**Data for processing**
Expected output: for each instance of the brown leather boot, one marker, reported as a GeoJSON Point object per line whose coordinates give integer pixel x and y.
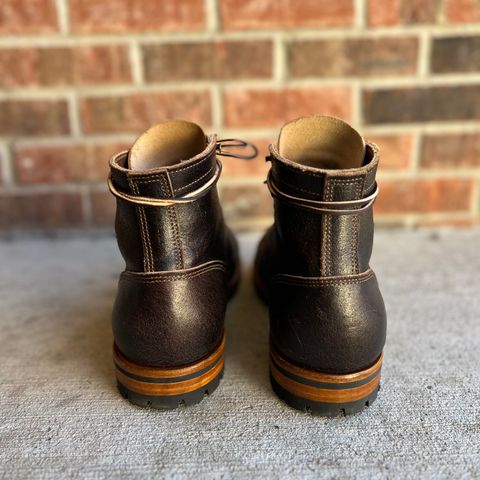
{"type": "Point", "coordinates": [327, 317]}
{"type": "Point", "coordinates": [181, 267]}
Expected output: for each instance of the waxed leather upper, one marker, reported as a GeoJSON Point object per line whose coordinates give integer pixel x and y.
{"type": "Point", "coordinates": [326, 311]}
{"type": "Point", "coordinates": [181, 264]}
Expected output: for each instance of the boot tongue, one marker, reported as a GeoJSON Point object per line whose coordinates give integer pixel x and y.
{"type": "Point", "coordinates": [322, 142]}
{"type": "Point", "coordinates": [166, 144]}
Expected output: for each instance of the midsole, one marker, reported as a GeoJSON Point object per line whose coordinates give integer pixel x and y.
{"type": "Point", "coordinates": [168, 381]}
{"type": "Point", "coordinates": [322, 387]}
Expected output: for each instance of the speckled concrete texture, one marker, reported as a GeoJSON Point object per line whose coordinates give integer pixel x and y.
{"type": "Point", "coordinates": [61, 416]}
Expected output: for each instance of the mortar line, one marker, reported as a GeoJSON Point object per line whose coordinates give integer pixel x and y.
{"type": "Point", "coordinates": [325, 33]}
{"type": "Point", "coordinates": [63, 16]}
{"type": "Point", "coordinates": [357, 113]}
{"type": "Point", "coordinates": [136, 63]}
{"type": "Point", "coordinates": [52, 92]}
{"type": "Point", "coordinates": [279, 61]}
{"type": "Point", "coordinates": [416, 152]}
{"type": "Point", "coordinates": [74, 115]}
{"type": "Point", "coordinates": [213, 17]}
{"type": "Point", "coordinates": [7, 170]}
{"type": "Point", "coordinates": [360, 14]}
{"type": "Point", "coordinates": [424, 53]}
{"type": "Point", "coordinates": [216, 99]}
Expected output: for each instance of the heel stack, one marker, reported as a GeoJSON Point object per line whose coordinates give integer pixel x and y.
{"type": "Point", "coordinates": [169, 387]}
{"type": "Point", "coordinates": [324, 394]}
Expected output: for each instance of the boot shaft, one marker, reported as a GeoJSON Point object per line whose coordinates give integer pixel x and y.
{"type": "Point", "coordinates": [174, 237]}
{"type": "Point", "coordinates": [312, 241]}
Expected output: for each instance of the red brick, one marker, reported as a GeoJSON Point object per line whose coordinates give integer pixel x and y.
{"type": "Point", "coordinates": [49, 164]}
{"type": "Point", "coordinates": [402, 12]}
{"type": "Point", "coordinates": [208, 60]}
{"type": "Point", "coordinates": [361, 57]}
{"type": "Point", "coordinates": [93, 16]}
{"type": "Point", "coordinates": [33, 117]}
{"type": "Point", "coordinates": [424, 195]}
{"type": "Point", "coordinates": [264, 108]}
{"type": "Point", "coordinates": [135, 113]}
{"type": "Point", "coordinates": [64, 163]}
{"type": "Point", "coordinates": [28, 16]}
{"type": "Point", "coordinates": [41, 210]}
{"type": "Point", "coordinates": [261, 14]}
{"type": "Point", "coordinates": [103, 208]}
{"type": "Point", "coordinates": [257, 167]}
{"type": "Point", "coordinates": [395, 150]}
{"type": "Point", "coordinates": [462, 11]}
{"type": "Point", "coordinates": [98, 156]}
{"type": "Point", "coordinates": [64, 66]}
{"type": "Point", "coordinates": [451, 151]}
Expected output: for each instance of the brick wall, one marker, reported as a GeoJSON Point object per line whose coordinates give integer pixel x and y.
{"type": "Point", "coordinates": [79, 79]}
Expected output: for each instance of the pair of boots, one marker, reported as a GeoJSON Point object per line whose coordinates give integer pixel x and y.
{"type": "Point", "coordinates": [327, 317]}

**Requirements**
What you return should match the records above word for word, minus the pictures.

**Response to this task**
Expected output: for each instance of the brown leather boot, one marker, reported as a GeoJSON Point object per line whose coordinates give integer pixel x and y.
{"type": "Point", "coordinates": [327, 317]}
{"type": "Point", "coordinates": [181, 267]}
Expected output: for each instance of the waxed leather upper, one marker, reported as a GeoJSON Point object per line whose coordinates give integer pixel x and y.
{"type": "Point", "coordinates": [326, 311]}
{"type": "Point", "coordinates": [181, 264]}
Expected output: for each instance of the boot tongue, one marker, reported as a GeoJSON Point object per line whose coordinates give integer pixel x and y.
{"type": "Point", "coordinates": [322, 142]}
{"type": "Point", "coordinates": [166, 144]}
Expected output: for each instance of the midsole, one marker, reported as a GeoJSON Point object per line whose coordinates give integer pixel x and y.
{"type": "Point", "coordinates": [168, 381]}
{"type": "Point", "coordinates": [322, 387]}
Expected output: for each instance of the speckled concrete texture, one marker, reported as a GeoJSON Point object per line whose coordinates give integer pixel x and y.
{"type": "Point", "coordinates": [61, 416]}
Expected output: for each instance of the mortar line, one marker, reported as a GeoJSON Point object per line whose coordinates give integer pixel x and y.
{"type": "Point", "coordinates": [325, 33]}
{"type": "Point", "coordinates": [63, 16]}
{"type": "Point", "coordinates": [357, 113]}
{"type": "Point", "coordinates": [136, 63]}
{"type": "Point", "coordinates": [52, 92]}
{"type": "Point", "coordinates": [279, 61]}
{"type": "Point", "coordinates": [416, 152]}
{"type": "Point", "coordinates": [74, 115]}
{"type": "Point", "coordinates": [213, 17]}
{"type": "Point", "coordinates": [7, 170]}
{"type": "Point", "coordinates": [360, 14]}
{"type": "Point", "coordinates": [424, 53]}
{"type": "Point", "coordinates": [216, 99]}
Expected output: for each instance of the heel stack, one marker, reported as a GeoJSON Point object per line whose coordinates give integer pixel x and y.
{"type": "Point", "coordinates": [169, 387]}
{"type": "Point", "coordinates": [324, 394]}
Expected output: for each instance of the boot shaft, one marker, reported as a GeoJSON Point object per line whose coordinates give integer pixel x and y.
{"type": "Point", "coordinates": [174, 237]}
{"type": "Point", "coordinates": [312, 241]}
Expected output: for each instance of the red brick, one marker, reported as a GeoJSON Point object per line whose coordinates give integer pixel x and y.
{"type": "Point", "coordinates": [49, 164]}
{"type": "Point", "coordinates": [402, 12]}
{"type": "Point", "coordinates": [208, 60]}
{"type": "Point", "coordinates": [361, 57]}
{"type": "Point", "coordinates": [93, 16]}
{"type": "Point", "coordinates": [33, 117]}
{"type": "Point", "coordinates": [424, 195]}
{"type": "Point", "coordinates": [264, 108]}
{"type": "Point", "coordinates": [135, 113]}
{"type": "Point", "coordinates": [64, 163]}
{"type": "Point", "coordinates": [28, 16]}
{"type": "Point", "coordinates": [41, 210]}
{"type": "Point", "coordinates": [261, 14]}
{"type": "Point", "coordinates": [103, 208]}
{"type": "Point", "coordinates": [257, 167]}
{"type": "Point", "coordinates": [395, 150]}
{"type": "Point", "coordinates": [462, 11]}
{"type": "Point", "coordinates": [98, 156]}
{"type": "Point", "coordinates": [64, 66]}
{"type": "Point", "coordinates": [451, 151]}
Expected output: for each instance of the brick wall, one marker, reported as a GeoJSON Point object per line whose coordinates give integer pixel x and y.
{"type": "Point", "coordinates": [79, 79]}
Expected output: for each instance of the pair of boots, one marker, reported as a GeoJSON Point object per line whose coordinates give integer pixel x and y.
{"type": "Point", "coordinates": [327, 317]}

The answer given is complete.